Start of Excerpt
Philpot does not dispute that he was advised of, understood, and waived the rights explained to him at the hearing, that he understood and agreed on the elements of Count One that were required to be proven at trial, that he understood the maximum punishment that could be imposed on him, that he was satisfied with Ms. Calvert's representation of him, or that there was a factual basis for his plea. He argues now that he should be allowed to withdraw his plea because he admitted only to aiding and abetting two individuals not named in the indictment. The indictment states only that Philpot and Reese committed the robbery of the Waffle House, "aided and abetted by each other," and does not allege that any other individuals participated in the robbery.
At the plea hearing, the Government laid out the facts it was prepared to prove at trial, including that Philpot and Reese entered the Waffle House, brandished firearms at employees, took personal property from employees and the restaurant, fled the scene in a vehicle, and upon crashing the vehicle, fired weapons at police officers. (July 31, 2017, Plea Hearing [209] ("Tr.") at 29:7-30:25). When asked by the Court whether Philpot admitted to the conduct described, he objected, stating that he was the getaway driver for the robbery and remained in the car with Reese while two individuals—other than Reese—robbed the restaurant:
COURT: So are you saying you don't admit you were in the Waffle House?
PHILPOT: No, sir.
COURT: And where were you?
PHILPOT: I was inside of the car driving.
COURT: Did you know that the crime was going to be -- that the Waffle House was going to be robbed?
PHILPOT: Yes, Your Honor.
COURT: And did you know that it was going to be robbed with the use of a weapon by your co-defendant, Mr. Reese?
PHILPOT: Yes, Your Honor.
COURT: And did you have a weapon on you on that day?
PHILPOT: No, Your Honor.
. . .
COURT: So from your perspective, you are sitting in the car, what happened? Explain to me what happened?
PHILPOT: Sitting inside of the car, there were actually two other individuals that was with us who robbed -- or two individuals enter inside of the Waffle House with the intent to rob the Waffle House.
COURT: So they were inside when you got there already or they were in the car with you?
PHILPOT: They were in the car with me.
COURT: So you parked the car, and then what happens?
PHILPOT: They got out, went inside of the Waffle House.
COURT: And how many people got out of the car, two or three?
PHILPOT: Two.
COURT: And who were they?
PHILPOT: It was a dude by the name of Darrius and another dude named Bear.
COURT: And was Mr. Reese in the car with you?
PHILPOT: Yes, he was.
. . .
COURT: Okay. So who were the two that actually went in?
PHILPOT: Darrius and Bear. I don't know his real name.
COURT: Was one of the people that went in Mr. Reese?
PHILPOT: No, it wasn't.
COURT: So he stayed with you?(Tr. at 31:14-33:23). Philpot went on to explain that he drove the men away from the Waffle House, crashed the car while being pursued by police, fled on foot and heard gunshots. He did not admit to carrying or firing a weapon. Philpot then admitted that he aided and abetted the robbery as the getaway driver:
PHILPOT: Yes.
End of Excerpt
■ Goals ■
[1] Rewrite everything in the plea hearing excerpt from "PHILPOT: Sitting inside" down to "PHILPOT: Two.", changing "car" to "vehicle".
[2] In the plea hearing excerpt, what names did Philpot give for the two individuals who went inside the Waffle House?
Start of Data shown
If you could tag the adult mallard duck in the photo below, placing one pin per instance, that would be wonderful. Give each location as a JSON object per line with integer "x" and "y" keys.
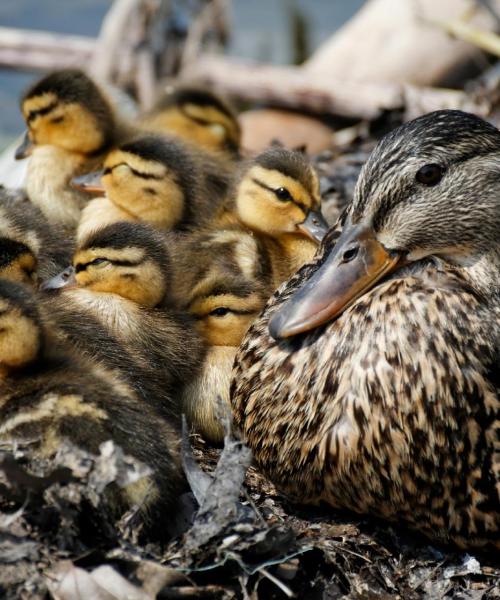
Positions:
{"x": 371, "y": 381}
End of Data shown
■ Outputs in order ■
[1]
PHILPOT: Sitting inside of the vehicle, there were actually two other individuals that was with us who robbed -- or two individuals enter inside of the Waffle House with the intent to rob the Waffle House.
COURT: So they were inside when you got there already or they were in the vehicle with you?
PHILPOT: They were in the vehicle with me.
COURT: So you parked the vehicle, and then what happens?
PHILPOT: They got out, went inside of the Waffle House.
COURT: And how many people got out of the vehicle, two or three?
PHILPOT: Two.

[2] Darrius and Bear.